• Page text:
Comment from Harsha.
First of all Thank you so much for this helpful blog.
If possible can please post an article relating to the subject “People are confusing between F1 Visa and F1 Status”.
May be you may also know they both are different.
People don’t know that they can also be in US by maintaining F1 status with an expired F1 visa.
Only problem they are having is if they step out of US they have to go for F1 visa stamping to renter US.
Even if F1 visa expires then apply for OPT right before your graduation and be on OPT and apply for STEM OPT extension if you are eligible and then go and apply for H1B.
Through this whole process, that student is maintaining legal valid F1 status.
Harsha, you are absolutely right. I’m adding additional details below about F1 Visa vs maintaining F1 Status.
Go to F1 Visa page to learn more about Student Visa.
How do I get a visa to enter the United States?
- Receive I-20
- Pay SEVIS Fees
- Apply for F1 Student Visa at American embassy or consulate before you leave for the United States
You must have a student visa to study in the United States. Your course of study and the type of school you plan to attend determine whether you need an F-1 visa or an M-1 visa.
Maintaining F1 Visa Status
As an F or M student, you will often hear the phrase “maintaining status” because it is very important! Maintaining status means that you are doing everything you are supposed to do to keep your records up-to-date in our SEVIS database.
While studying in the United States, it is important to maintain your F or M student status. Your visa says that you are coming to the United States to study. You should not consider any action that detracts from that purpose.
- Enter the United States no more than 30 days before your program of study begins.
- Immediately contact your designated school official (DSO) when you enter the United States. When you arrive at school, you need to contact your DSO again, no later than the program start date listed on your Form I-20, “Certificate of Eligibility for Nonimmigrant Status”

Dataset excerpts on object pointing
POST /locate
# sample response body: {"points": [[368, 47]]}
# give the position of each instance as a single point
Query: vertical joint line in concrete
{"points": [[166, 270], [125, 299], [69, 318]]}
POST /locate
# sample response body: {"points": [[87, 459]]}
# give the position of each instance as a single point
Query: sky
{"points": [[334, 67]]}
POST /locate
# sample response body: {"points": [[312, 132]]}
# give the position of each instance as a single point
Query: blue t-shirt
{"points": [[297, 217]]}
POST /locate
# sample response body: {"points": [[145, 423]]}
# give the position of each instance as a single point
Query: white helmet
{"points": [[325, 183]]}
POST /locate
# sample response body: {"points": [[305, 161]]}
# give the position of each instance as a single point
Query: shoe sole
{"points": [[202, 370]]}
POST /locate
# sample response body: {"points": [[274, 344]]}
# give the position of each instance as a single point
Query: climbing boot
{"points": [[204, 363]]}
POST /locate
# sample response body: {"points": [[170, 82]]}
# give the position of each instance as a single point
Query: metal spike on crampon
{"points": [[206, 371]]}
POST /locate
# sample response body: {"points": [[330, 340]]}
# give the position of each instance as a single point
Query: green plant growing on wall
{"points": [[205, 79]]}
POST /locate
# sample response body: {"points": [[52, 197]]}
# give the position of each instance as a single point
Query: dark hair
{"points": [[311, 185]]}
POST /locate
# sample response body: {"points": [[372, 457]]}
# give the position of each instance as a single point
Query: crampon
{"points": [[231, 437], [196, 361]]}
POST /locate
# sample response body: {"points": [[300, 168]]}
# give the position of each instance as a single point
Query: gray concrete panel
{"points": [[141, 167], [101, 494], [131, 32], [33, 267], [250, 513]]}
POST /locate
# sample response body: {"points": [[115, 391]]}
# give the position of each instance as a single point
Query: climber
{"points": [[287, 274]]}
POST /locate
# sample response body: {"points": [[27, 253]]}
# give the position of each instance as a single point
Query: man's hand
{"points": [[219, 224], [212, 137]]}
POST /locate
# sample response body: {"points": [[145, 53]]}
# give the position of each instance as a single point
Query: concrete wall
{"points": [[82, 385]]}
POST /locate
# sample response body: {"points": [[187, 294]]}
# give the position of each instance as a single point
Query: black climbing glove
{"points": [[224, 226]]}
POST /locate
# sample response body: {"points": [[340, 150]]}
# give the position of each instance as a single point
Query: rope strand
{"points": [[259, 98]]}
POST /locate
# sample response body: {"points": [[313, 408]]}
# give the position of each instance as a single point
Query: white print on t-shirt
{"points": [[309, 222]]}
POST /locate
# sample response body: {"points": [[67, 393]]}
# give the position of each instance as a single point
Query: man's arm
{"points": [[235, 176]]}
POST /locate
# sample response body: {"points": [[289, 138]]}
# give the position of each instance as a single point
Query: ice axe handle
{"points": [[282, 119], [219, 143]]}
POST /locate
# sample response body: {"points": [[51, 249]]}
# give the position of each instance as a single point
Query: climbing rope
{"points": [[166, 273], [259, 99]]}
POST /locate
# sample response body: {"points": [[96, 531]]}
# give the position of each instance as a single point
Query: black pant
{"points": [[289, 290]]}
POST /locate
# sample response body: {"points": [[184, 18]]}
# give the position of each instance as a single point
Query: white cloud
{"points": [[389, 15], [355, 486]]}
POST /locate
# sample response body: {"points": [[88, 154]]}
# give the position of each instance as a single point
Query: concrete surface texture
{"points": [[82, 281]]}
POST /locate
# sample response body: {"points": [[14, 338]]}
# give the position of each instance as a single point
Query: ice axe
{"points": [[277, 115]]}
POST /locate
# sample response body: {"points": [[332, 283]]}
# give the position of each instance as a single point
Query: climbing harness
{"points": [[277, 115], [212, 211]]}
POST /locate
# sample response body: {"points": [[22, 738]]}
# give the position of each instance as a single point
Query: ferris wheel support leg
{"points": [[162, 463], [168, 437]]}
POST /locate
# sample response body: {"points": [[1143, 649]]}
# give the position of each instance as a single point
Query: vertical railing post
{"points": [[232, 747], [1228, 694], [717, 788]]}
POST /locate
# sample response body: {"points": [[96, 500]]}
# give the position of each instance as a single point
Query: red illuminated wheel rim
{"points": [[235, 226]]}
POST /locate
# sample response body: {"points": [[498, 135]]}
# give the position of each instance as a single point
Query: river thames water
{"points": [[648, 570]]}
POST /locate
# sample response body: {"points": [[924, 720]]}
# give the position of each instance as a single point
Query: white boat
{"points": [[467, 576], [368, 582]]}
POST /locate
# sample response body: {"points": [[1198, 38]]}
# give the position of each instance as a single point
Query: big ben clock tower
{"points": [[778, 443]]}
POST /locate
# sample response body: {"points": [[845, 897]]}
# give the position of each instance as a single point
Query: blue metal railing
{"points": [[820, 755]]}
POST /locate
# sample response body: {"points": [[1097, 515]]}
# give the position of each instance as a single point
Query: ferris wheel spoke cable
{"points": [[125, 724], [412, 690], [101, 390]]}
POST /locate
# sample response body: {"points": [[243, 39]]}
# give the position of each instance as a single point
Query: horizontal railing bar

• Exercise task 1:
Using the blog post on F1 visa and F1 status, answer yes or no for each statement and quote the words from the post that decide it. (a) A student can stay in the US and keep F1 status even after the F1 visa has expired. (b) Students may enter the United States up to 60 days before their program of study begins. (c) The type of school a student plans to attend helps determine whether an F-1 or an M-1 visa is needed.
• Exercise task 2:
Carry on the blog post on F1 visa and F1 status from the end of its last line.

• Written response 1:
(a) Yes: "they can also be in US by maintaining F1 status with an expired F1 visa."
(b) No: "Enter the United States no more than 30 days before your program of study begins."
(c) Yes: "Your course of study and the type of school you plan to attend determine whether you need an F-1 visa or an M-1 visa."

• Written response 2:
- Attend and pass all your classes. If school is too difficult, speak with your DSO immediately.
- If you believe that you will be unable to complete your program by the end date listed on your Form I-20, talk with your DSO about requesting a possible program extension.
- You must take a full course of study each term; if you cannot study full-time, contact your DSO immediately.
- Do not drop a class without speaking first with your DSO.
Curricular practical training (CPT) at either the undergraduate or the graduate level is only available if this employment is an integral part of an established curriculum and if the position directly relates to your major area of study. Your DSO can give you the school’s policy on this option.
Do not work without authorization. An F or M student may work only when authorized.
If you want to work in the United States, talk with your DSO about your options. Your DSO may authorize certain work; other employment may require your DSO’s recommendation and authorization from U.S. Citizenship and Immigration Services (USCIS).
If you choose to work without authorization, you will be forced to leave the United States immediately. You may not be able to re-enter the United States at a later date.
Upon Program Completion
Take action to maintain legal status after completing your program of study.
Once you complete your program of study and any authorized period of practical training, you may wish to learn about doing one of the following:
- Transfer to another school
- Change your education level (e.g. bachelor’s to master’s)
- Apply to change status to another visa status (e.g. H-1B-temporary worker; O-extraordinary ability in science, art or business; P-athlete)
You have 60 days after completion of your program (the program end date on your Form I-20) to leave the United States.
Talk with your DSO first
Your DSO should be the first person you talk with if you have any questions regarding the legal requirements of your stay in the United States.
Your DSO can assist in answering your questions or help you find someone who can help.
Talk with your DSO if you are planning to do any of the following:
- Change your major, program, or degree level
- Change your education level
- Transfer to a new school or take a leave of absence
- Take a break from school
- Travel outside the United States
- Move to a new address
- Request a program extension
Source/For more information, visit Study in the States.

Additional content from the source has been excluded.